### Brief
Go through the listing below from the line containing "Would you be so kind as to point out the sky" to its last line, retyping each line exactly and nothing else.

### Available records
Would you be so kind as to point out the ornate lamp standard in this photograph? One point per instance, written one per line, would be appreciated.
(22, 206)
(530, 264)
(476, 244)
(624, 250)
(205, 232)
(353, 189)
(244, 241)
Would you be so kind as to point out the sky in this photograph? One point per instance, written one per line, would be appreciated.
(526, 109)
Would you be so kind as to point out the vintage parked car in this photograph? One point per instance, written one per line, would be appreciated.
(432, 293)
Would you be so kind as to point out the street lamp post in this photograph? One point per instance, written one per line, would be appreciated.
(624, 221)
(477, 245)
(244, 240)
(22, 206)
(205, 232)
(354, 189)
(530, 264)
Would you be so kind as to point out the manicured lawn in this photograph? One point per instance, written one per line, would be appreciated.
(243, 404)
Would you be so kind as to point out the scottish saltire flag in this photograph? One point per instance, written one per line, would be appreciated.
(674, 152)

### Task result
Would you be so kind as to point out the sky in this photograph? One point per instance, written one per line, would be appreciated.
(526, 109)
Would you be so kind as to point out the vintage parked car in this photograph? One point per instance, written one per line, would be appreciated.
(432, 293)
Would you be so kind as to point out the street lamp post in this photograph? One point per instance, written one per line, would be appreciated.
(624, 221)
(477, 245)
(244, 240)
(22, 206)
(205, 232)
(354, 189)
(530, 264)
Would you be so kind as to point out the manicured lawn in this photograph? One point per instance, written one per line, would be appreciated.
(243, 404)
Would you be so kind as to point out the scottish saltire flag in this photograph? One point per instance, written one per line, would be appreciated.
(674, 152)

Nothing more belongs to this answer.